◆ **PROBLEM**
Below is a set of entries. Reproduce exactly the lines from the one containing "Reviewer note: confirm that each instance of the dark" through the end, both included.

◆ **PROVIDED DATA**
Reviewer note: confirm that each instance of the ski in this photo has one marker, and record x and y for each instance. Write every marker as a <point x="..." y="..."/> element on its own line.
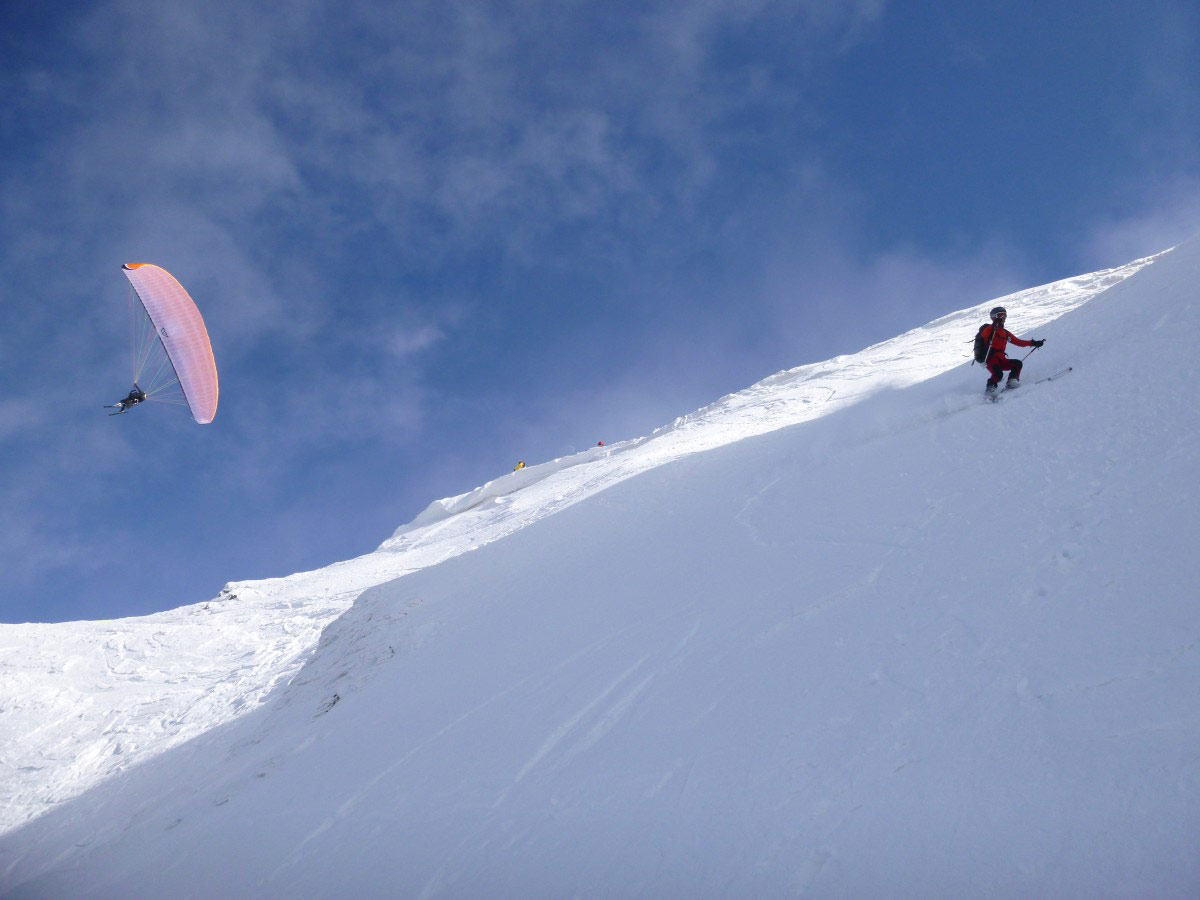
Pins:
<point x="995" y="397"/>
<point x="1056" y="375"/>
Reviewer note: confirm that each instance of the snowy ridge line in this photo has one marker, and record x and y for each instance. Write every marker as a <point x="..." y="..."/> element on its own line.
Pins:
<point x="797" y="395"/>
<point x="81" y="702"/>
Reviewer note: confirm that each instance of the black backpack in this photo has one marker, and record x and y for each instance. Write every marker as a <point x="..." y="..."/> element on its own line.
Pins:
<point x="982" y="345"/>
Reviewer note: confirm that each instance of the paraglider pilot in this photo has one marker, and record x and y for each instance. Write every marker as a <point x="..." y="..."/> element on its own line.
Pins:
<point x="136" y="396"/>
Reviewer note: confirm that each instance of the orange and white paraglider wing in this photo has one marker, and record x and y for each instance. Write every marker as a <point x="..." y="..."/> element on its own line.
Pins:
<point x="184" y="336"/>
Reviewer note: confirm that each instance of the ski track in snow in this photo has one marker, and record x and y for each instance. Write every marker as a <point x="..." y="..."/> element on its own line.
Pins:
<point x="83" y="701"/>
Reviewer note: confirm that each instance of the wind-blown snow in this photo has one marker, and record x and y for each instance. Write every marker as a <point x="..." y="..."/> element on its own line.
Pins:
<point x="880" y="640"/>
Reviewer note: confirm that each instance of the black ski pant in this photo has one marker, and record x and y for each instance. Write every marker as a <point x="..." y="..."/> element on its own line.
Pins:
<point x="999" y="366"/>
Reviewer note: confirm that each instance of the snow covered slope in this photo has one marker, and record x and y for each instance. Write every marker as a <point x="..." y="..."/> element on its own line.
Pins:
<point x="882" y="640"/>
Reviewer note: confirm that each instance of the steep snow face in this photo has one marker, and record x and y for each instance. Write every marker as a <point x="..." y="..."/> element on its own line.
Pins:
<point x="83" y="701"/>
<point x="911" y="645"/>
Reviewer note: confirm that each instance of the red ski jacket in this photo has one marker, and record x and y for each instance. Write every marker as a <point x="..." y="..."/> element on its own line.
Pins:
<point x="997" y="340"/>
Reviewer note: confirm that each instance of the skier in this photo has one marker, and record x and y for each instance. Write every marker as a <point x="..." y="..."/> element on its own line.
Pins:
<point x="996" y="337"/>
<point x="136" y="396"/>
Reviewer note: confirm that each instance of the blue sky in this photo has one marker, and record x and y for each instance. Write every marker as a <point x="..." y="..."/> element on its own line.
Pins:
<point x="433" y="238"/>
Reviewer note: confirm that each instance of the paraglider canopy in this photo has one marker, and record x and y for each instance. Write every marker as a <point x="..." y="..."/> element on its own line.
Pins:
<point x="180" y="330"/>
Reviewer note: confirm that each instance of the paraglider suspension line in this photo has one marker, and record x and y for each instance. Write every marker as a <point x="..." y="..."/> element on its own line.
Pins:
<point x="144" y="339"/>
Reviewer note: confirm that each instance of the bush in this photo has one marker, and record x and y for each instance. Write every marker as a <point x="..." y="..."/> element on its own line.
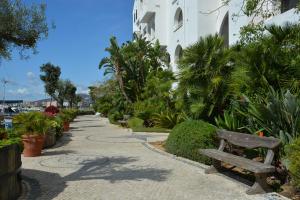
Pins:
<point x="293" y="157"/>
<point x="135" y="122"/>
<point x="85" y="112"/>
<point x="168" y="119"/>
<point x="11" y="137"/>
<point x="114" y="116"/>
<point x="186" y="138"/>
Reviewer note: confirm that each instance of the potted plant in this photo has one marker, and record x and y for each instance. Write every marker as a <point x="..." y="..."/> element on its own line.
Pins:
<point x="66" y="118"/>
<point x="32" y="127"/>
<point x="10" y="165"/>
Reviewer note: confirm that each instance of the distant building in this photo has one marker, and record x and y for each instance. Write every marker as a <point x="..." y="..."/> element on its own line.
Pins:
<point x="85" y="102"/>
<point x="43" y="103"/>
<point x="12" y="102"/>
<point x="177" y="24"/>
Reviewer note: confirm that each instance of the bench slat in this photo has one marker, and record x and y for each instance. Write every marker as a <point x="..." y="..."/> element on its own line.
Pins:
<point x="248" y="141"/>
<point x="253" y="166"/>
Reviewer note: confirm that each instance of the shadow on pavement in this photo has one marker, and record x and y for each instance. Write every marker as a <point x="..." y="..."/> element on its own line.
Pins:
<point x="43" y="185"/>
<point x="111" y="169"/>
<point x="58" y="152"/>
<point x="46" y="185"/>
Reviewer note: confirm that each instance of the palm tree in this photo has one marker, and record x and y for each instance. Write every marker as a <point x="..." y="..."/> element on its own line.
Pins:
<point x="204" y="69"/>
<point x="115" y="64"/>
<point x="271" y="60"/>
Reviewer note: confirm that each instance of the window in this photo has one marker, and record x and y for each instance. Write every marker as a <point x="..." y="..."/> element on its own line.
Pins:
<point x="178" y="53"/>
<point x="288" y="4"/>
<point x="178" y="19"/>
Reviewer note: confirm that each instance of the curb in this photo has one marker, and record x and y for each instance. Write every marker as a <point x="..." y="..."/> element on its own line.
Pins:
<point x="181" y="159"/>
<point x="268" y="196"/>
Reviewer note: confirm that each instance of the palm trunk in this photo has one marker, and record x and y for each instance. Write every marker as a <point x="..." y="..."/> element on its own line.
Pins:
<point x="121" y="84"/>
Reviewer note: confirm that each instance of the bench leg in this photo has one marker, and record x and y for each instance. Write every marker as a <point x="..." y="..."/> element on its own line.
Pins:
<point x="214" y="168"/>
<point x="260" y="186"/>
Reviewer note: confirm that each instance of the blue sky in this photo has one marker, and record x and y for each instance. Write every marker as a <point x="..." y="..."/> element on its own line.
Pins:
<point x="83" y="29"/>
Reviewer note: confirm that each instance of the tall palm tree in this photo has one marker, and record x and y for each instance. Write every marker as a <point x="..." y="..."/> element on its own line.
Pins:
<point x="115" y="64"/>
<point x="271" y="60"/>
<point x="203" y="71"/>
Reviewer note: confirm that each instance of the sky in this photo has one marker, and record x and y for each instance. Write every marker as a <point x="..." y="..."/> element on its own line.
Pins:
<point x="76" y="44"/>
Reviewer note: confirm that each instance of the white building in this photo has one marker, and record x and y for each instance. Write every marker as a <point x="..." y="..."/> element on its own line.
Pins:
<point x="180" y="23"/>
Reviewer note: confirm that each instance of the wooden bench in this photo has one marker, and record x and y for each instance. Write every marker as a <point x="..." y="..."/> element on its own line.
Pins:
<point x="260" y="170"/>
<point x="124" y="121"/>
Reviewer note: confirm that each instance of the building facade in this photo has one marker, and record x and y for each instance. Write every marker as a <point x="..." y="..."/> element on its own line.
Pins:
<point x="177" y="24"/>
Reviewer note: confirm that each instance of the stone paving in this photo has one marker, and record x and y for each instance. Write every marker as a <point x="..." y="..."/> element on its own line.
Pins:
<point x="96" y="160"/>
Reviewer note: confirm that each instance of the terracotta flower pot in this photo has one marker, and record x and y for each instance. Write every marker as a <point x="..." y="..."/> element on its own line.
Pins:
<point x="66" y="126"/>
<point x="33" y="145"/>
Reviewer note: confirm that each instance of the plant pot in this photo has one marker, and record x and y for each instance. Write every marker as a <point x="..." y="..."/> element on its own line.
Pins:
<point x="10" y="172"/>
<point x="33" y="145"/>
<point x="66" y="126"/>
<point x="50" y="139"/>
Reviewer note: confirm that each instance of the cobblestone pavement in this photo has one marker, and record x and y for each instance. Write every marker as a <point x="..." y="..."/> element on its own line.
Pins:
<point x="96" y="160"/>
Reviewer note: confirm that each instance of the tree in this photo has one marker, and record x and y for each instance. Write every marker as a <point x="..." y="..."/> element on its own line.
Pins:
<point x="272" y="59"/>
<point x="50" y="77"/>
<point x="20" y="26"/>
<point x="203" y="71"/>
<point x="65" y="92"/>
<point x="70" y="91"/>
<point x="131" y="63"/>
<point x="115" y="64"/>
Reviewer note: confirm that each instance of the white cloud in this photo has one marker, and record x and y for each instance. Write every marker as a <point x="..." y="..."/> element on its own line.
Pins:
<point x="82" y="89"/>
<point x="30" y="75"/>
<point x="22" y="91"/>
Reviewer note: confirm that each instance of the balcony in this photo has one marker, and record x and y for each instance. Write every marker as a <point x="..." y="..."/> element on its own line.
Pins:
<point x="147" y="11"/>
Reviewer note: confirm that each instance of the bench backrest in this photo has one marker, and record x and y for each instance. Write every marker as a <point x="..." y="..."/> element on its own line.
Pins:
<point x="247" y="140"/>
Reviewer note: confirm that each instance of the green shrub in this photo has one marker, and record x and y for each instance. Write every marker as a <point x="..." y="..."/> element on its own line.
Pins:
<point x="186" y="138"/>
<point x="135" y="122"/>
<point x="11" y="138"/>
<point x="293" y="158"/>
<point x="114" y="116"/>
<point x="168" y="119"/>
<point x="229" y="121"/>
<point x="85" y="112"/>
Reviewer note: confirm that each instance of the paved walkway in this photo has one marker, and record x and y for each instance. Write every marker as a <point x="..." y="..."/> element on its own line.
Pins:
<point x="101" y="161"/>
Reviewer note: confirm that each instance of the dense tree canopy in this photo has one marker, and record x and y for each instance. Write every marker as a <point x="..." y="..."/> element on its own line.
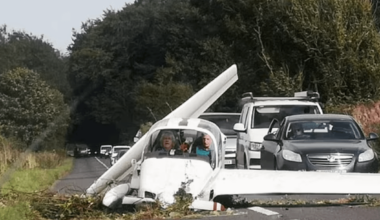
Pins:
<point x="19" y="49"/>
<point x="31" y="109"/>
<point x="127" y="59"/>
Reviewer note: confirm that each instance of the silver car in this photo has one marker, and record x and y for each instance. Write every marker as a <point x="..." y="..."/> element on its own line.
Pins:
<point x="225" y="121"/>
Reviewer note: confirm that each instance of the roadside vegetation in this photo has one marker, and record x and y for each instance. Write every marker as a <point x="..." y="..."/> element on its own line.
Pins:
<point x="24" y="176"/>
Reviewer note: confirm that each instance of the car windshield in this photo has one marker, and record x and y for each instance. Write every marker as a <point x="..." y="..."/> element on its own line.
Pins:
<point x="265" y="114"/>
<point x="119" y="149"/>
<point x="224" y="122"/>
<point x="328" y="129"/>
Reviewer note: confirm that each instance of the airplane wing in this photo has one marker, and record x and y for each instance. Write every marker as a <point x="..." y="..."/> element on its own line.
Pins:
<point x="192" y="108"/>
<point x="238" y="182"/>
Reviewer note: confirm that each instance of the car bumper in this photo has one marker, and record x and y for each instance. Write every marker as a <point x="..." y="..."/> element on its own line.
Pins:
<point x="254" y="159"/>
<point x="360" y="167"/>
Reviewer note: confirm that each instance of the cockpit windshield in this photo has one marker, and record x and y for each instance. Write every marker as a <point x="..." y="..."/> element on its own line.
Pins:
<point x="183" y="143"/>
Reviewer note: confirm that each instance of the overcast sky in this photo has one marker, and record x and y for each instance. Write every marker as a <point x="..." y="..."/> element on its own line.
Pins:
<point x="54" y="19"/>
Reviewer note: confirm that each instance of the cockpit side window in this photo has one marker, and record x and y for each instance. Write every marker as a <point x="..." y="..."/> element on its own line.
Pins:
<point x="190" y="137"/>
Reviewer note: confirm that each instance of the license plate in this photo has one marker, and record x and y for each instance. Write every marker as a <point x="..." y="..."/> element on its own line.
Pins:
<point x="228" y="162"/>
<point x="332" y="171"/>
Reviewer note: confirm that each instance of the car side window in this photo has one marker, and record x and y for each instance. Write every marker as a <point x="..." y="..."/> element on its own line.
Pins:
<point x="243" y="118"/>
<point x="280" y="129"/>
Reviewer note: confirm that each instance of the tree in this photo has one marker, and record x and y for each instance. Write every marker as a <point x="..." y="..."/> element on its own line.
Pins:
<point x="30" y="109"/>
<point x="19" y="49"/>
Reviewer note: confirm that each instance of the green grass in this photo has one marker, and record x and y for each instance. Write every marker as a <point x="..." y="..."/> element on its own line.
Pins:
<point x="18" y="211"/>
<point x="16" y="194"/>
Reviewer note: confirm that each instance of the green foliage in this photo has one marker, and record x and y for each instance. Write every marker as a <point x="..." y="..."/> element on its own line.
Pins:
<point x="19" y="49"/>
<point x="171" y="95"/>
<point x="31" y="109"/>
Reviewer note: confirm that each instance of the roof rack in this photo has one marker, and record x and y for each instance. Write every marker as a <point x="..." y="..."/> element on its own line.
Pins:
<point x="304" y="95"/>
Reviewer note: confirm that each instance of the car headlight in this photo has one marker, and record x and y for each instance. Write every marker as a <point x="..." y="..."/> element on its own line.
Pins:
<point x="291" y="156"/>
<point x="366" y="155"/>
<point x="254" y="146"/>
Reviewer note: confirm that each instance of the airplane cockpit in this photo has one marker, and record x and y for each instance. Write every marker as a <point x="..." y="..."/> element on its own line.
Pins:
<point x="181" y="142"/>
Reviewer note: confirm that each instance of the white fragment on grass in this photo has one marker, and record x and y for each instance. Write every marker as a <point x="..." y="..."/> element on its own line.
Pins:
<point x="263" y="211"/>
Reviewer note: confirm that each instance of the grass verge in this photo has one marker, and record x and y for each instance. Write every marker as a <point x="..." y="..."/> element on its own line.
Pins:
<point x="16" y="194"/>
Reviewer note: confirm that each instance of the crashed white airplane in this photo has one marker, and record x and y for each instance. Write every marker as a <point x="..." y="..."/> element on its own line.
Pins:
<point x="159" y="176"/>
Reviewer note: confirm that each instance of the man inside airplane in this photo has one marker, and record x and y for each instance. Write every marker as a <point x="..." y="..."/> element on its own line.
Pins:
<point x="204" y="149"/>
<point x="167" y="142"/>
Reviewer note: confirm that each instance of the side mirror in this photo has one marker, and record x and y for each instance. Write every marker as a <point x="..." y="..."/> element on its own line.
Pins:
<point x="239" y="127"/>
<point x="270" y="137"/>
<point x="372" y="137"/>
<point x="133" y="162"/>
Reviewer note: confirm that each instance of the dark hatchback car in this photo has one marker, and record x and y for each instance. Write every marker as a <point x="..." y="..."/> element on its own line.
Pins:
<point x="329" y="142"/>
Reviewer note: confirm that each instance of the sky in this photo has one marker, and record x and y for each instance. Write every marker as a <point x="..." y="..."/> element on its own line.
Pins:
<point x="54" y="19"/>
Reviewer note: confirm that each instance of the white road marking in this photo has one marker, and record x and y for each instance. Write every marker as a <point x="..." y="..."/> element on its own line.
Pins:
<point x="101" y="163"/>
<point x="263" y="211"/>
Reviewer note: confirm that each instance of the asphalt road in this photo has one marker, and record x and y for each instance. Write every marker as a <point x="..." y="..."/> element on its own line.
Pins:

◆ **ANSWER TO THE PROBLEM**
Reviewer note: confirm that each instance of the dark hatchback car in this photo has one marker, and record x and y for each instance. Write every marker as a <point x="..." y="..."/> element on its own line.
Pins:
<point x="329" y="142"/>
Reviewer note: confirm that each instance of the sky in this photo has one marker, and record x and y for each instance. Write every marker as a <point x="..." y="..."/> element on its own line.
Pins:
<point x="54" y="19"/>
Reviewer note: confirm that each instance of the white road marking in this photo has one marker, and record x and y for each instance. Write every marker as a <point x="..." y="..."/> element on its own line.
Pins:
<point x="101" y="163"/>
<point x="263" y="211"/>
Reviewer note: confirm that each instance of the asphalt road in this photo has one marker, and record x and y for each instance. Write every marker as a <point x="..." y="..."/> element on its own line.
Pins:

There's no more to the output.